# Text shown:

▬▬▬▬▬▬▬▬▬▬

United States District Court, D. South Carolina, Greenville Division

March 29, 2019

Gary Thomas and Ferris Harvley, Plaintiffs,
v.
South Carolina Department of Social Services, Porcha Moore, Patricia Agger, Pam Bryant, Katie Whaley, Rosemerry Felder-Commander, Mindy Zimmerman, Matthew P. Turner, Joan Meacham, Defendants.

          ORDER

          Timothy M. Cain United States District Judge

         Plaintiffs, proceeding pro se, filed this civil action pursuant to 42 U.S.C. §§ 1983, 1985, 1986, alleging violations of their Constitutional rights. (ECF No. 15). In accordance with 28 U.S.C. § 636(b)(1) and Local Civil Rule 73.02, D.S.C., this matter was referred to a magistrate judge for pretrial handling. Before the court is the magistrate judge's Report and Recommendation (“Report”), recommending that the court dismiss this case without prejudice. (ECF No. 27). Plaintiffs were advised of their right to file objections to the Report. Id. at 6. Plaintiffs filed objections to the Report (ECF No. 31), and moved for leave to amend their Complaint (ECF No. 32).

         The recommendations set forth in the Report have no presumptive weight, and this court remains responsible for making a final determination in this matter. See Mathews v. Weber, 423 U.S. 261, 270-71 (1976). The court is charged with making a de novo determination of those portions of the Report to which a specific objection is made, and the court may accept, reject, modify, in whole or in part, the recommendation of the magistrate judge or recommit the matter with instructions. 28 U.S.C. § 636(b)(1). However, the court need not conduct a de novo review when a party makes only “general and conclusory objections that do not direct the court to a specific error in the magistrate's proposed findings and recommendations.” Orpiano v. Johnson, 687 F.2d 44, 47 (4th Cir. 1982). In the absence of a timely filed, specific objection, the magistrate judge's conclusions are reviewed only for clear error. See Diamond v. Colonial Life & Accident Ins. Co., 416 F.3d 310, 315 (4th Cir. 2005).

▬▬▬▬▬▬▬▬▬▬

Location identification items
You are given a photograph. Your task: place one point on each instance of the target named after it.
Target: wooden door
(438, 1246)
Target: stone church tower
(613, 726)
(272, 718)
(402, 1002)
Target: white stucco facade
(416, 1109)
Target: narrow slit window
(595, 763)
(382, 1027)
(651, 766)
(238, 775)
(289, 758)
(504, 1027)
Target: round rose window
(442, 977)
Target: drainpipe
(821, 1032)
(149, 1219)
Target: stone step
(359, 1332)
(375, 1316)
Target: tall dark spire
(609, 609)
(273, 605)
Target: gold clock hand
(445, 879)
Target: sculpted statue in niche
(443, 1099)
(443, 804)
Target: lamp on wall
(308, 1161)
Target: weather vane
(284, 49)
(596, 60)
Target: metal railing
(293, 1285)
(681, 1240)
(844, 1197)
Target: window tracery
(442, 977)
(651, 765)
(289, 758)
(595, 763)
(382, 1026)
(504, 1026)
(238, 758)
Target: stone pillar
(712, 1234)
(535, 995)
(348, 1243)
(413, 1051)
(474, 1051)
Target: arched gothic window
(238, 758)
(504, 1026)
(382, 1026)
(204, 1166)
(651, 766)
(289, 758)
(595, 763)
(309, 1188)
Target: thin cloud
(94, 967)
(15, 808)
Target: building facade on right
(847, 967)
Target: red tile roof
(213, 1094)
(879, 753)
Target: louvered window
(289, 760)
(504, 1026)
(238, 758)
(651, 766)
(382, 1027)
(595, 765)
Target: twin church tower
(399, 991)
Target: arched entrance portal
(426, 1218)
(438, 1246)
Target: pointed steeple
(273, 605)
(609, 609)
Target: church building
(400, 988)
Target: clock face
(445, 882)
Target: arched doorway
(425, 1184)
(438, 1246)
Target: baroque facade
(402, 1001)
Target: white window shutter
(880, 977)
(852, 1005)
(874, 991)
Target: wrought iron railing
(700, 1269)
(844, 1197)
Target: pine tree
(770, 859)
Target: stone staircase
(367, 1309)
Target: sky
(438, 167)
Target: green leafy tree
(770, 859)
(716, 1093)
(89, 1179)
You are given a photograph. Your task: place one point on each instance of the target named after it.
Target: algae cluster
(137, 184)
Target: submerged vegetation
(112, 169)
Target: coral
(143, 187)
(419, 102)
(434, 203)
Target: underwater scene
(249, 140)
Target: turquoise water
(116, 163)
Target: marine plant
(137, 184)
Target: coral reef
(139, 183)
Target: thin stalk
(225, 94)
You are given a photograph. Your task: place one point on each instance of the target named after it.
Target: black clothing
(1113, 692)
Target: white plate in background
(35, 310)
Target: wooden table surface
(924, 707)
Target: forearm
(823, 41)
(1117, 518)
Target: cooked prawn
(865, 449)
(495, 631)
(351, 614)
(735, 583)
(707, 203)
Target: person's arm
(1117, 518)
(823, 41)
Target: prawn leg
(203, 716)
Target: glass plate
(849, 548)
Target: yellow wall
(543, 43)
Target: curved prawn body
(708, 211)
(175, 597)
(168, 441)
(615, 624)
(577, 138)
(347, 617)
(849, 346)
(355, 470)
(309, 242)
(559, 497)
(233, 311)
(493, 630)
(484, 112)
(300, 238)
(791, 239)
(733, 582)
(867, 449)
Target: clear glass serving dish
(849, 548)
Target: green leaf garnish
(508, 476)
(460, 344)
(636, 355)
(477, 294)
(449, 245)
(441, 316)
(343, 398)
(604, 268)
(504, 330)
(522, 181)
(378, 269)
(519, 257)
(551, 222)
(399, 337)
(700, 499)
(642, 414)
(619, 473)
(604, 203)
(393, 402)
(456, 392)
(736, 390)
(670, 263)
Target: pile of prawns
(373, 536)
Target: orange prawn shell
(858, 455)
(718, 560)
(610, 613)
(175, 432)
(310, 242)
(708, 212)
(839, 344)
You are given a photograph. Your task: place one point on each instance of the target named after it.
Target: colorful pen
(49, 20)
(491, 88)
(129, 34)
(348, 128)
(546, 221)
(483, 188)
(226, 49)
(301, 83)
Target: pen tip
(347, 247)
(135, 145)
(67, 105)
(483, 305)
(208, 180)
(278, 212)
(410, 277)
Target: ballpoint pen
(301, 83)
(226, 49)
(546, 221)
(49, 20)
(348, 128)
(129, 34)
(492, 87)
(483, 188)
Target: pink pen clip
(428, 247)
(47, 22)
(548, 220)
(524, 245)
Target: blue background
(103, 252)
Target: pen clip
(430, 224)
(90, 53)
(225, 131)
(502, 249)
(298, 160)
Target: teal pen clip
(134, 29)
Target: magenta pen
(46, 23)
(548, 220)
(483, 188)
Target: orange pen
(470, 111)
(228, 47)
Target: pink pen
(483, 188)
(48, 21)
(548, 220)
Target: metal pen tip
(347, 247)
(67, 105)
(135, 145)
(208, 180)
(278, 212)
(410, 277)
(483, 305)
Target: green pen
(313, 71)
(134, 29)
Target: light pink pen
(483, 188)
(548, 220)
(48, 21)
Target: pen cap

▬▬▬▬▬▬▬▬▬▬

# Exercise description:
Pick up the court order on the Thomas and Harvley case after its final sentence and continue it. The items stand apart from the court order and are not part of it.

# Task response:
         Since Plaintiffs are proceeding pro se, this court is charged with construing their pleadings liberally in order to allow for the development of a potentially meritorious case. See Hughes v. Rowe, 449 U.S. 5, 9 (1980) (internal citations omitted); Gordon v. Leeke, 574 F.2d 1147, 1151 (4th Cir. 1978). However, this does not mean that the court can ignore the Plaintiffs' failure to allege facts that set forth a claim currently cognizable in a federal district court. See Weller v. Dep't of Soc. Servs., 901 F.2d 387, 391 (4th Cir. 1990).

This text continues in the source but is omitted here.